**Task to complete**
Read through the lines below and copy the ones holding the string "door".

[Image point grounding data]

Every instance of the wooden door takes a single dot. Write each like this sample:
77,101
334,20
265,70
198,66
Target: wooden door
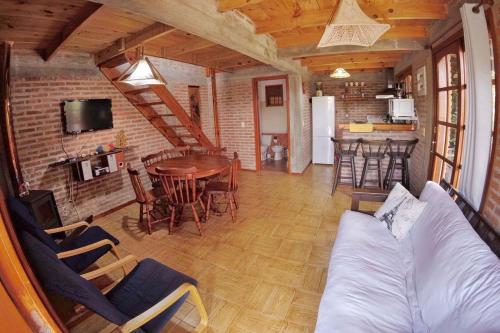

**Worked solution**
Every instance of the wooden door takes a single dot. Write each like this sample:
Target: wooden door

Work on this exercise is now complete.